AIM => Return the material below in full and exactly.
:: DATASET ENTRIES ::
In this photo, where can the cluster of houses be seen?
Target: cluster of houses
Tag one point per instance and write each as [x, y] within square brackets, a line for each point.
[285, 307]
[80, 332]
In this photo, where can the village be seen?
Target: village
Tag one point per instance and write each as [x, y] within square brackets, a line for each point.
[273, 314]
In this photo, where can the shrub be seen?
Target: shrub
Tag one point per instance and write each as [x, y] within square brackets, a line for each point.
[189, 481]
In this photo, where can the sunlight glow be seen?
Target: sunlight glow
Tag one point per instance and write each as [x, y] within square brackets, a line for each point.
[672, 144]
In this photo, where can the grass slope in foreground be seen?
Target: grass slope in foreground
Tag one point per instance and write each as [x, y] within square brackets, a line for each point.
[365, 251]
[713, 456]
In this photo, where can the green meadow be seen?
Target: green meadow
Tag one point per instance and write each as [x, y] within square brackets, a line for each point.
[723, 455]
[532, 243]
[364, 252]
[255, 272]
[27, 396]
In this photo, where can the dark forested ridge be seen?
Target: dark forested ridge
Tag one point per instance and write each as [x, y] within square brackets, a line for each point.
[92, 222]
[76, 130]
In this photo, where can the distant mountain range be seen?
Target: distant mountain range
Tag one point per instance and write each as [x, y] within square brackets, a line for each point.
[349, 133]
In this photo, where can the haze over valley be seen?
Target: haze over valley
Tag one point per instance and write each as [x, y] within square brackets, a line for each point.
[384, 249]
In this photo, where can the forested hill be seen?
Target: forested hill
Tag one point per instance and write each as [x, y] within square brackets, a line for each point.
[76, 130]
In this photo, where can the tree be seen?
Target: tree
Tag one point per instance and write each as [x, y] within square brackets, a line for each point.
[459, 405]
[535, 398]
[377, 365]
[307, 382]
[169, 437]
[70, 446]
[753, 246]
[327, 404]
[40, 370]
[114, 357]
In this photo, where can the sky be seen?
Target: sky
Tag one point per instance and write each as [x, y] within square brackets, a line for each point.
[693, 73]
:::
SOLUTION =>
In this photo, where can the cluster of houses be seen?
Target: cluster of houses
Tag one point per instance and write each as [x, y] within square brackets, a line for each point.
[285, 307]
[80, 332]
In this photo, where can the village be seen?
Target: village
Tag one point per instance and write each as [x, y] within square brackets, a line for each point.
[273, 314]
In this photo, where can the shrub be seen?
Target: shrub
Tag one point per instance and write each as [x, y] within square brackets, a line for each point.
[189, 481]
In this photo, where can the sunlight glow be seen?
Target: sunlight glow
Tag one point per instance and write each as [x, y] within square brackets, a line for each point.
[672, 144]
In this photo, where can the grass slope in foreground be seen?
Target: grass slope in foreground
Tag one point per instance and write each as [x, y] within square brackets, a line for each point.
[365, 251]
[713, 456]
In this photo, where can the green meadow be seen?
Target: green meadow
Tag one point per instance and write each as [x, y] within square brackets, a line for each point.
[723, 455]
[532, 243]
[364, 252]
[255, 272]
[27, 396]
In this photo, where can the dark forested ridge be seen?
Target: dark forested ridge
Tag one point per instance and write each as [x, y] within square brackets, a line for each point.
[92, 222]
[76, 130]
In this photo, where can the distant mountain range be seen?
Target: distant mountain range
Tag one point per instance and write each as [x, y] within square brackets, a line for each point.
[349, 133]
In this photo, where can the haze over valley be seen?
Target: haze over valley
Tag one point per instance and write each as [x, y] within square brackets, a line for each point.
[384, 249]
In this photo, where can the forested hill be seen?
Target: forested hill
Tag one point per instance and write each as [x, y] within square brackets, a line for each point.
[76, 130]
In this photo, where can the tree be seen?
Target: tree
Tag one point per instance and write each as [x, y] within square brackets, a line for each point.
[459, 405]
[535, 398]
[377, 365]
[307, 382]
[169, 437]
[70, 446]
[753, 246]
[327, 404]
[40, 370]
[114, 357]
In this photo, where can the sky be seen?
Target: sky
Tag one point per instance and write each as [x, y] within square brackets, a line for each point.
[693, 73]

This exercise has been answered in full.